The inflationary times we are living in has become quite apparent to us all and has crept into our personal and professional lives — whether it’s what we are now paying for a gallon of milk at the grocery store or paying twice as much for a truck part compared with what we paid a year ago.

Inflation is here, and not even top economists can pinpoint with great certainty when prices will begin to normalize. The result can be customers’ uneasiness over repairs they might ordinarily have done to their trucks.

Some service providers have felt the pinch of truck owners cinching their belts and holding off on non-essential fixes. One such example is New England-based Advantage Truck Group.

“On the service side, what we’re seeing is customers are choosing not to make certain repairs that aren’t absolutely needed at that moment. If it’s not a failure, they might not be so eager to replace it or if it’s not a safety issue, they’re more apt to wait until that part fails rather than proactively replace it,” says Chris Pentedemos, vice president of network operations.

> [Listed records]:

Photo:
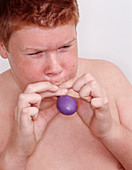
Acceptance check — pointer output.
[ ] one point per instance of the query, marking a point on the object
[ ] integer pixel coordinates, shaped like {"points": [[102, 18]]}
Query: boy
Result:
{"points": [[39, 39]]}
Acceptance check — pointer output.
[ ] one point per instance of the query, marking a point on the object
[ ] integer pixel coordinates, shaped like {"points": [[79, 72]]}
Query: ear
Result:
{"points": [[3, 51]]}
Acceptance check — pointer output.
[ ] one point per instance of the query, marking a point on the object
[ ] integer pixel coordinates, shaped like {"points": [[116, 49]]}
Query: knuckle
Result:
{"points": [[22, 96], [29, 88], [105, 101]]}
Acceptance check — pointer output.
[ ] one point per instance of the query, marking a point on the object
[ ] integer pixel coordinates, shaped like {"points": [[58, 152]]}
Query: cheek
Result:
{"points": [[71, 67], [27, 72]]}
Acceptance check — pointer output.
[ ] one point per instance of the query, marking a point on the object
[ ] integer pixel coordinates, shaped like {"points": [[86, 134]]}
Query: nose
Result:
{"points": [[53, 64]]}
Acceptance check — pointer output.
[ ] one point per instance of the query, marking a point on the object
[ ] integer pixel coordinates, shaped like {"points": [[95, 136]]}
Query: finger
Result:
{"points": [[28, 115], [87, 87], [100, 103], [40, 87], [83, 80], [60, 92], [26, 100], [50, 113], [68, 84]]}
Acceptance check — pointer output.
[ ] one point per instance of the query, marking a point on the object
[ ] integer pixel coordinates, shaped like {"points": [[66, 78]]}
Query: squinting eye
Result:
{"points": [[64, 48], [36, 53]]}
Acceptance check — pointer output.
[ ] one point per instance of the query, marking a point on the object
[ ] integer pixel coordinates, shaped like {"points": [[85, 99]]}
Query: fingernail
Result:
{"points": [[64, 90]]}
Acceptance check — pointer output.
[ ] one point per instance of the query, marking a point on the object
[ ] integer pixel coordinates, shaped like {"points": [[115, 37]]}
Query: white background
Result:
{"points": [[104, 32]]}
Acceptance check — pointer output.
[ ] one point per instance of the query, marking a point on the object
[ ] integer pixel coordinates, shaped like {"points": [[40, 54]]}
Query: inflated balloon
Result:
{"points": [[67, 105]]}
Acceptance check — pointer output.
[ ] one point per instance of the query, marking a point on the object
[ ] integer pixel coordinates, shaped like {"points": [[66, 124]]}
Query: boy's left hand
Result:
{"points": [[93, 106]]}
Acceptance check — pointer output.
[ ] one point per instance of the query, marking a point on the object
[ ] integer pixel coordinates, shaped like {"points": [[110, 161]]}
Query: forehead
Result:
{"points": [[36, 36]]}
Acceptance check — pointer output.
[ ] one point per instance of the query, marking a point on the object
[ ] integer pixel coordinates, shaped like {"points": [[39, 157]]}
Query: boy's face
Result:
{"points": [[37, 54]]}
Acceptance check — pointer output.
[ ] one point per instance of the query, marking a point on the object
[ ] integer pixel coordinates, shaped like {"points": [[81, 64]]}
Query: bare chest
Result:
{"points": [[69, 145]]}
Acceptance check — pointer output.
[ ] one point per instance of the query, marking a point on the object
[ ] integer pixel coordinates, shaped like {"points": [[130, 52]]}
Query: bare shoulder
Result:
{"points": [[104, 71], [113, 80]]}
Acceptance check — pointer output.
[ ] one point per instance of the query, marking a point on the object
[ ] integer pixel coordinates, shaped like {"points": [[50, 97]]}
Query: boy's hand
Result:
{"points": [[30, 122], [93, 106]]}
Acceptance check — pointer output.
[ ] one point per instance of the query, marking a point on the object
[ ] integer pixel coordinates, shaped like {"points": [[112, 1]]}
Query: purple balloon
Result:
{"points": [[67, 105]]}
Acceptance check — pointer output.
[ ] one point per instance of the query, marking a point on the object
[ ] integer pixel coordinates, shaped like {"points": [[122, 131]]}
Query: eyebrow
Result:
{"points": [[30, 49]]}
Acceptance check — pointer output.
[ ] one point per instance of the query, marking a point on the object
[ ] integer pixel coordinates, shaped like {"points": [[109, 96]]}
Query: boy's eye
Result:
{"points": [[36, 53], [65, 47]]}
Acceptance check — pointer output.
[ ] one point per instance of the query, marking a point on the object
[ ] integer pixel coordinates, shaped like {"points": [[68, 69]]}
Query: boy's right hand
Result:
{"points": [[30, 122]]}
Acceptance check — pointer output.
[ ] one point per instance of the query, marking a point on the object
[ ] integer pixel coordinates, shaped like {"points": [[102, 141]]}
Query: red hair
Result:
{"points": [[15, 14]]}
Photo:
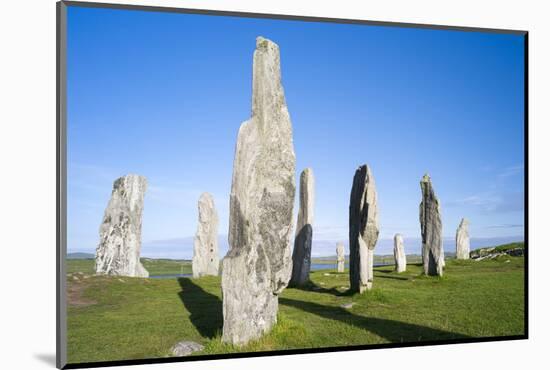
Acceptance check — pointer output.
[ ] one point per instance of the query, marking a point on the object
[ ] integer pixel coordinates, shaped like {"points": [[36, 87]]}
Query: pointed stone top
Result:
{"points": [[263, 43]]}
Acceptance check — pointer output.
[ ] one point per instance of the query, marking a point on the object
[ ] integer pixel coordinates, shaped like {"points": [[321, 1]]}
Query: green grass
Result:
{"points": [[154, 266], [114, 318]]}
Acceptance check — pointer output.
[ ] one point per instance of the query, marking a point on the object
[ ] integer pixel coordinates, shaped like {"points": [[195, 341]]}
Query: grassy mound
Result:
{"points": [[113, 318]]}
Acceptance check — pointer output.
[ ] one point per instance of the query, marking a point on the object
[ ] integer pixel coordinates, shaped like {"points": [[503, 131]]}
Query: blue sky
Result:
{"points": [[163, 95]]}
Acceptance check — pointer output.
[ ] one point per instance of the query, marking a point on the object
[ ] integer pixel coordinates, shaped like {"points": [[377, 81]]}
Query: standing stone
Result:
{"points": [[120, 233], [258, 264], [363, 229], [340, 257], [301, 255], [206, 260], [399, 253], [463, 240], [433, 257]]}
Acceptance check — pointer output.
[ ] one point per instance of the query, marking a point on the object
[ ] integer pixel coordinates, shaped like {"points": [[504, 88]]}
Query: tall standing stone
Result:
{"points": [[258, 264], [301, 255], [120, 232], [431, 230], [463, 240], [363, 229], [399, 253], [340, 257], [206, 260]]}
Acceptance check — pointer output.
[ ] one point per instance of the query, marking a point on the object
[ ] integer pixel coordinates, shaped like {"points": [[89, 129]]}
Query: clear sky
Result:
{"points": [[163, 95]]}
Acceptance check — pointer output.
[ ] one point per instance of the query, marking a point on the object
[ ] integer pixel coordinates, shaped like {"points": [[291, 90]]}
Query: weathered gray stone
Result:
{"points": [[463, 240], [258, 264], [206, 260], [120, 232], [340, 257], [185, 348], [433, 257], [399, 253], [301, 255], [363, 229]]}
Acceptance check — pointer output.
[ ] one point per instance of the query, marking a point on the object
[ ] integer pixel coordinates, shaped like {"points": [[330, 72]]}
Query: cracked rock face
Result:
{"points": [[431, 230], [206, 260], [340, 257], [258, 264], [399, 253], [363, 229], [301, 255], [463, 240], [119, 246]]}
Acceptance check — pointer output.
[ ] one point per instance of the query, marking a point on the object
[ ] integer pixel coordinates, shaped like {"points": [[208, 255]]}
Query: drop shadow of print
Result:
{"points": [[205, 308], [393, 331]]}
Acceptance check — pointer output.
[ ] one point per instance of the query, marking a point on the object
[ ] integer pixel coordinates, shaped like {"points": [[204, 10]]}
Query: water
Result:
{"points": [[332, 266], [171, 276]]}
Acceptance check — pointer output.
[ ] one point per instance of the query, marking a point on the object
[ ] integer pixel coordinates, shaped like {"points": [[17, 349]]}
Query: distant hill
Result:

> [Directive A]: Reproduce the passage on inflation and truck repairs word for word, from "The inflationary times" to "to their trucks.".
> [Directive B]: Write the next part of the passage on inflation and truck repairs, starting after its final sentence.

> [Exercise output A]:
The inflationary times we are living in has become quite apparent to us all and has crept into our personal and professional lives — whether it’s what we are now paying for a gallon of milk at the grocery store or paying twice as much for a truck part compared with what we paid a year ago.

Inflation is here, and not even top economists can pinpoint with great certainty when prices will begin to normalize. The result can be customers’ uneasiness over repairs they might ordinarily have done to their trucks.

> [Exercise output B]:
“In year’s past, during a truck down situation, they’d say, ‘Well, while my truck is in there now, I might as well fix it while I am already down.’ The [adjustment] to that mindset seems to be changing pretty rapidly,” Pentedemos says.

[RELATED: Fullbay webinar addresses inflation, technicians, parts]

However, other factors are having a reverse effect on customers’ decision-making pertaining to repairs, such as the lack of new trucks as well as the lack of new equipment inflating the costs of late-model, low-mileage used heavy-duty trucks.

Businesses need their trucks running. If they can’t get newer equipment, they have to take care of what they have or else they’re left with what The Pete Store’s Craig Kendall calls very expensive lawn decorations.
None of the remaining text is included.